[Point localization data]
+ + + +

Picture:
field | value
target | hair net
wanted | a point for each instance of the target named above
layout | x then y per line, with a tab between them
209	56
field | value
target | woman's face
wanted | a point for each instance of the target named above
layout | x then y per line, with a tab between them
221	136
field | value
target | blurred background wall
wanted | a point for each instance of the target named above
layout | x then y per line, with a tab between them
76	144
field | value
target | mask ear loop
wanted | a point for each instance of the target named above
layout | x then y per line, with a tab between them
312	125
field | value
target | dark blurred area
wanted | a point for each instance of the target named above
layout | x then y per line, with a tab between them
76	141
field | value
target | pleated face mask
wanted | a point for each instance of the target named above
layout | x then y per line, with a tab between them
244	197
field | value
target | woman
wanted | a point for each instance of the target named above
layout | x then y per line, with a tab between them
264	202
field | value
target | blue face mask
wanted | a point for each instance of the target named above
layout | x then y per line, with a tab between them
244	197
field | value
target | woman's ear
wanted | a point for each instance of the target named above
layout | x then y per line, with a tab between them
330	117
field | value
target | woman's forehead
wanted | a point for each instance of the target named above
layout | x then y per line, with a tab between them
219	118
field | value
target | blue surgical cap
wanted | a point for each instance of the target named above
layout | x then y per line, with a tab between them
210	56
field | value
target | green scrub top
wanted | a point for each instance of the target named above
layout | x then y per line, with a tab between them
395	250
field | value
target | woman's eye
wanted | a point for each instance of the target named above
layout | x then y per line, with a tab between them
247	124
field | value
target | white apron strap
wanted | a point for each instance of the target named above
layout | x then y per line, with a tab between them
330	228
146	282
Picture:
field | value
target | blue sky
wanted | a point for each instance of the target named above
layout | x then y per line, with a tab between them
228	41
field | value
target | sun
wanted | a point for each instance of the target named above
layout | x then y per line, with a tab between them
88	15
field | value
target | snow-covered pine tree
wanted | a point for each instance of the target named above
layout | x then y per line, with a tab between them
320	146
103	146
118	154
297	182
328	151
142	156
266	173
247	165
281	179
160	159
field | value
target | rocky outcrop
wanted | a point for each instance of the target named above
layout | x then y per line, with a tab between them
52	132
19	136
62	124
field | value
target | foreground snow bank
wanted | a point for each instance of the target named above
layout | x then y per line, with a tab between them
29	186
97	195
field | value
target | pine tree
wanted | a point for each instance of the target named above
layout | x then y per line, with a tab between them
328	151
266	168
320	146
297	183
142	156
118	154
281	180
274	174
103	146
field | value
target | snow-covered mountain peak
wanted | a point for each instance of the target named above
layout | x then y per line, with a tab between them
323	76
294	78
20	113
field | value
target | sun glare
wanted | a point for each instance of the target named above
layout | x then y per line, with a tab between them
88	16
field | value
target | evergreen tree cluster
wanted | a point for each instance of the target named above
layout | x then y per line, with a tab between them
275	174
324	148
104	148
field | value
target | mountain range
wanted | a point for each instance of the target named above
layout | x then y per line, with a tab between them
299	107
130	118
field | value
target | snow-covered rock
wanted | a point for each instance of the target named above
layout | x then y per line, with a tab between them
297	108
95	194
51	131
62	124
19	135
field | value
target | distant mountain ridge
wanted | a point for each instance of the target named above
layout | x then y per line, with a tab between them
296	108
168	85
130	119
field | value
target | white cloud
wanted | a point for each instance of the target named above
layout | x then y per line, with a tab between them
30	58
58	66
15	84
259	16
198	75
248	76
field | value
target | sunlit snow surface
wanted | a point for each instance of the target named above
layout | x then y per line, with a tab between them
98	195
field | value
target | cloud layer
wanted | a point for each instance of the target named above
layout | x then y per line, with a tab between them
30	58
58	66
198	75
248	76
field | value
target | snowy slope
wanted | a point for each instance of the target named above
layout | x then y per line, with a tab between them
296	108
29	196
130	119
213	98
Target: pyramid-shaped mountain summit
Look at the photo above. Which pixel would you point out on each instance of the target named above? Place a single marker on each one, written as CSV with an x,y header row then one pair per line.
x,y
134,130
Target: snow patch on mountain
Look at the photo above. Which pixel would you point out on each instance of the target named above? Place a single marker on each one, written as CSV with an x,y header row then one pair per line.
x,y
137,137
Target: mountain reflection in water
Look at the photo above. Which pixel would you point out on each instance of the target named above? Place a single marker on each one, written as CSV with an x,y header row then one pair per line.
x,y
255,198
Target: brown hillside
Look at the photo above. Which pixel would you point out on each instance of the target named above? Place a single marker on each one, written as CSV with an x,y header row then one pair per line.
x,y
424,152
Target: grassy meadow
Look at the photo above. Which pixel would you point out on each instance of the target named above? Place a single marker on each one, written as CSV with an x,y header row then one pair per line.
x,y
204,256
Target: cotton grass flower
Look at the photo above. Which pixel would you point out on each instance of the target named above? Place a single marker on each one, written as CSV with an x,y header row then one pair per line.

+ + + +

[ACTION ITEM]
The lines from the top of the data above down to the line containing "target | blurred background wall" are to be copied exactly; no other line should appear.

[SOLUTION]
Picture:
field | value
target | hair net
wanted | a point for each instance of the target named above
layout | x then y per line, with a tab between them
209	56
field | value
target | woman's face
wanted | a point for each instance of the target named above
layout | x then y per line, with a tab between them
221	136
field | value
target | blurred background wall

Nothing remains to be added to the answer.